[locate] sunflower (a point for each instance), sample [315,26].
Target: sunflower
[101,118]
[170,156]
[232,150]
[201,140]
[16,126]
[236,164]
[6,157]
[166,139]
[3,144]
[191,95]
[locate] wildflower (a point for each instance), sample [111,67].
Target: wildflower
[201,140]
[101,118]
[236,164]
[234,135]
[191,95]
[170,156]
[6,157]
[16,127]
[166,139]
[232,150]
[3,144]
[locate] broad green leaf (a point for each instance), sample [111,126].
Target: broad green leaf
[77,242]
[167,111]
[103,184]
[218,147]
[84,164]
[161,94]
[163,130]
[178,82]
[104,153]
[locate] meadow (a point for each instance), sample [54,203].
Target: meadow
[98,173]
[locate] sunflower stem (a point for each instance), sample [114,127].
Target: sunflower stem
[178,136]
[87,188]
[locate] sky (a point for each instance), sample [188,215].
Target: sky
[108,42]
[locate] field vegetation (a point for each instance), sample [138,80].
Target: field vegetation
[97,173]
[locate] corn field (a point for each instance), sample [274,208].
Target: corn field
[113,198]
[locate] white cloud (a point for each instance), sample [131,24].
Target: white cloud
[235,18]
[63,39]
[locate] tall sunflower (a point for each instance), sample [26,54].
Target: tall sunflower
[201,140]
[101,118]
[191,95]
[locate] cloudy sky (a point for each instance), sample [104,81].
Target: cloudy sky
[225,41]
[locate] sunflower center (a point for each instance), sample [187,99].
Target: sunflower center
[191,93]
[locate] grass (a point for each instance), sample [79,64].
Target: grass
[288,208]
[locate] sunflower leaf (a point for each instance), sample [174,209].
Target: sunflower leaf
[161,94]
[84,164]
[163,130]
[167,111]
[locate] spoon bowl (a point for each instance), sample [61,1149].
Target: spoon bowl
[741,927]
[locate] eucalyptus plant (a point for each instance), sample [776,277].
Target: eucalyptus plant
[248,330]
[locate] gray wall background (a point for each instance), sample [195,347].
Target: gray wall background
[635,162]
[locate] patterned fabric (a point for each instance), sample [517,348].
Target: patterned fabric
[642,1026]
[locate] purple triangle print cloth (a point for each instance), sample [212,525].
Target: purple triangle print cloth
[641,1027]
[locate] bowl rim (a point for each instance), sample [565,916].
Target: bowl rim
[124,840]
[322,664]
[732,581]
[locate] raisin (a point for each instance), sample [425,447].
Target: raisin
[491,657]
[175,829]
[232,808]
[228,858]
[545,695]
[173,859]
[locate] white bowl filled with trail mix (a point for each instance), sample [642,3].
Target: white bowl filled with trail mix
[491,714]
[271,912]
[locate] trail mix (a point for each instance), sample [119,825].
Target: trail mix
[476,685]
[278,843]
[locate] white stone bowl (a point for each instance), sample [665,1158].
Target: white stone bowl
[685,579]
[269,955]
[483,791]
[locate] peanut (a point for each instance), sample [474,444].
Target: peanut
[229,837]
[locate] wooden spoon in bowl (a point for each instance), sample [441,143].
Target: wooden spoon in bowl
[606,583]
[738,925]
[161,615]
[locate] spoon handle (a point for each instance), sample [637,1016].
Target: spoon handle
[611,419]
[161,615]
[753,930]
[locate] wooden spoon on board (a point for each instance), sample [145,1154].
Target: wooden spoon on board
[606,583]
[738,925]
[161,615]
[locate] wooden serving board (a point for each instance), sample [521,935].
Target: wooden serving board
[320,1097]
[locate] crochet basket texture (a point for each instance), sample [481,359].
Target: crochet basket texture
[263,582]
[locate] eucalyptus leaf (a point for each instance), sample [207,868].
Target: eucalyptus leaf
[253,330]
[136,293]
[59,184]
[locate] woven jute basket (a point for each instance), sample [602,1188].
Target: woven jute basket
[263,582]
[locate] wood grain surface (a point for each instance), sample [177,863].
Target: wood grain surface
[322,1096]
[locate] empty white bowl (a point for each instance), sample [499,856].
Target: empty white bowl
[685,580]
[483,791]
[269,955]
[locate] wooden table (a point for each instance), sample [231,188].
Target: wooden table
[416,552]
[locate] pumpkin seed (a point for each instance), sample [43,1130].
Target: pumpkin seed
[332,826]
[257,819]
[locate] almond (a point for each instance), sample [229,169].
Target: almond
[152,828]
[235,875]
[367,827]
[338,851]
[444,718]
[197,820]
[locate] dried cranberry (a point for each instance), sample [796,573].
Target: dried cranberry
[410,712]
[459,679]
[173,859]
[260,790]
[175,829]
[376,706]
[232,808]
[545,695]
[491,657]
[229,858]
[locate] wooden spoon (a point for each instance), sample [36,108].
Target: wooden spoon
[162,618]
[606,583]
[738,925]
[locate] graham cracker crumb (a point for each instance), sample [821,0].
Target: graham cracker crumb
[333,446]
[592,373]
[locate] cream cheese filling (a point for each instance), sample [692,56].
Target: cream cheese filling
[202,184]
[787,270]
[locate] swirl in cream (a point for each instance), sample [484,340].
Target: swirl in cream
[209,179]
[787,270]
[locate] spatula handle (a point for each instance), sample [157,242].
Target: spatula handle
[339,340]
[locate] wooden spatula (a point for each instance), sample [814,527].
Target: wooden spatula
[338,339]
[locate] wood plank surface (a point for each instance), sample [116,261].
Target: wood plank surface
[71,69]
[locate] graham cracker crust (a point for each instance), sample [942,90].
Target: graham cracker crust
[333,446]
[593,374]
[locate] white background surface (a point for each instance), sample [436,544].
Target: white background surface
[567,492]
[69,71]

------------------------------------------------------------------------

WHAT YOU WILL DO:
Above are the records; retype them all without a single difference.

TASK RESPONSE:
[locate] sunflower (a point for each instance), sample [315,26].
Target: sunflower
[101,118]
[170,156]
[232,150]
[201,140]
[16,126]
[236,164]
[6,157]
[166,139]
[3,144]
[191,95]
[locate] wildflower (a point for each instance), sample [111,67].
Target: wildflower
[201,140]
[101,118]
[236,164]
[234,135]
[191,95]
[170,156]
[6,157]
[16,127]
[166,139]
[232,150]
[3,144]
[locate] broad green leaf (a point for each instance), sample [111,126].
Target: broad green leaf
[77,242]
[167,111]
[103,184]
[218,147]
[84,164]
[161,94]
[163,130]
[178,82]
[104,153]
[locate] meadow (a point for each instance), sample [54,203].
Target: meadow
[98,173]
[locate] sunflower stem (a point for each instance), sample [114,127].
Target: sunflower stem
[178,136]
[87,188]
[locate] sky (a point for each instance), sample [188,215].
Target: sky
[108,42]
[locate] field vegetation (a point for each instance), sample [138,80].
Target: field vegetation
[97,173]
[locate] corn field (a point for each instance), sample [274,208].
Target: corn field
[113,198]
[locate] white cloud (a point for each instance), sample [131,24].
Target: white cloud
[235,18]
[63,39]
[locate] tall sunflower (a point for each instance), sample [26,54].
Target: tall sunflower
[201,140]
[101,118]
[191,95]
[locate] cloudy sky (a point for each instance), sample [104,81].
Target: cloudy sky
[225,41]
[locate] sunflower center (a point for each instance), sample [187,99].
Target: sunflower center
[191,93]
[locate] grass (a point for each instance), sample [79,64].
Target: grass
[288,208]
[locate] sunflower leaf (a point for each instance), sample [174,209].
Target: sunflower leaf
[161,94]
[84,164]
[163,130]
[167,111]
[locate] spoon bowl (a point for each instance), sample [61,1149].
Target: spoon bowl
[741,927]
[locate] eucalyptus plant (a point for each instance), sample [776,277].
Target: eucalyptus plant
[248,330]
[locate] gray wall background (a point for each instance), sample [195,347].
Target: gray wall background
[635,162]
[locate] patterned fabric (a point for each instance), sample [517,348].
Target: patterned fabric
[642,1026]
[locate] purple triangle print cloth (a point for each instance), sample [212,525].
Target: purple triangle print cloth
[641,1027]
[locate] bowl rim (a point for each instance), sample [565,916].
Target: bowl rim
[124,840]
[322,664]
[732,581]
[locate] raisin (a point for each instance), sample [425,447].
Target: raisin
[491,657]
[175,829]
[232,808]
[228,858]
[545,695]
[173,859]
[locate] white bowl filled with trail mix (a point for each instance), sample [642,3].
Target: white bowl filled with trail mix
[491,714]
[271,912]
[locate] trail mix (a point for each instance), sample [119,825].
Target: trail mix
[476,685]
[278,843]
[locate] white stone bowl (a point for each instance), sample [665,1158].
Target: white stone bowl
[685,579]
[269,955]
[483,791]
[locate] peanut (a point for each instance), sample [474,444].
Target: peanut
[229,837]
[locate] wooden spoon in bowl (a point for each instance), sample [441,143].
Target: wooden spoon in bowl
[606,583]
[738,925]
[161,615]
[locate] spoon handle (a point for each instance), sample [637,1016].
Target: spoon handle
[611,419]
[161,615]
[753,930]
[locate] wooden spoon on board (a point for each instance), sample [145,1154].
Target: wooden spoon on board
[606,583]
[738,925]
[161,615]
[locate] wooden serving board (a point for each instance), sample [521,935].
Target: wooden serving board
[320,1097]
[locate] crochet basket texture (a point for each instance), sample [481,359].
Target: crochet basket texture
[263,582]
[locate] eucalyptus leaf (a point for each instance), sample [207,868].
Target: eucalyptus leaf
[253,330]
[136,293]
[59,184]
[locate] woven jute basket (a point for each instance), sample [602,1188].
Target: woven jute basket
[263,582]
[locate] wood grain surface (a point for each instance), sample [177,863].
Target: wood grain surface
[322,1096]
[locate] empty white bowl (a point for each instance), sample [499,856].
Target: empty white bowl
[685,580]
[483,791]
[269,955]
[locate] wooden table (a point for each instance), sample [231,188].
Target: wooden table
[416,552]
[locate] pumpkin seed (a point for each instance), sample [43,1130].
Target: pumpkin seed
[332,826]
[257,819]
[locate] almond (a point for each instance), sample [229,169].
Target: almond
[152,828]
[235,875]
[367,827]
[338,851]
[444,718]
[197,820]
[locate] dried cranberry (a point for each instance), sample [796,573].
Target: dried cranberry
[410,712]
[459,679]
[173,859]
[260,790]
[175,829]
[376,706]
[232,808]
[545,695]
[491,657]
[229,858]
[locate] wooden spoon (a point for each instance), sample [36,108].
Target: wooden spoon
[162,618]
[606,583]
[738,925]
[locate] graham cracker crumb (a point for each instance), sample [821,0].
Target: graham cracker crumb
[333,446]
[592,373]
[locate] cream cheese filling (a point for each instance), sample [692,56].
Target: cream cheese filling
[202,184]
[787,270]
[locate] swirl in cream (a point for each instance), sample [484,340].
Target: swirl in cream
[209,179]
[787,270]
[locate] spatula handle (a point for each instance), sample [157,242].
Target: spatula handle
[339,340]
[locate] wooden spatula (a point for each instance), sample [814,527].
Target: wooden spatula
[338,339]
[locate] wood plank surface (a point for each instance), sample [116,261].
Target: wood plank surface
[71,69]
[locate] graham cracker crust (a point for each instance), sample [942,90].
Target: graham cracker crust
[333,446]
[593,374]
[locate] white background surface (a point for each instance), sample [436,544].
Target: white background surface
[567,492]
[69,71]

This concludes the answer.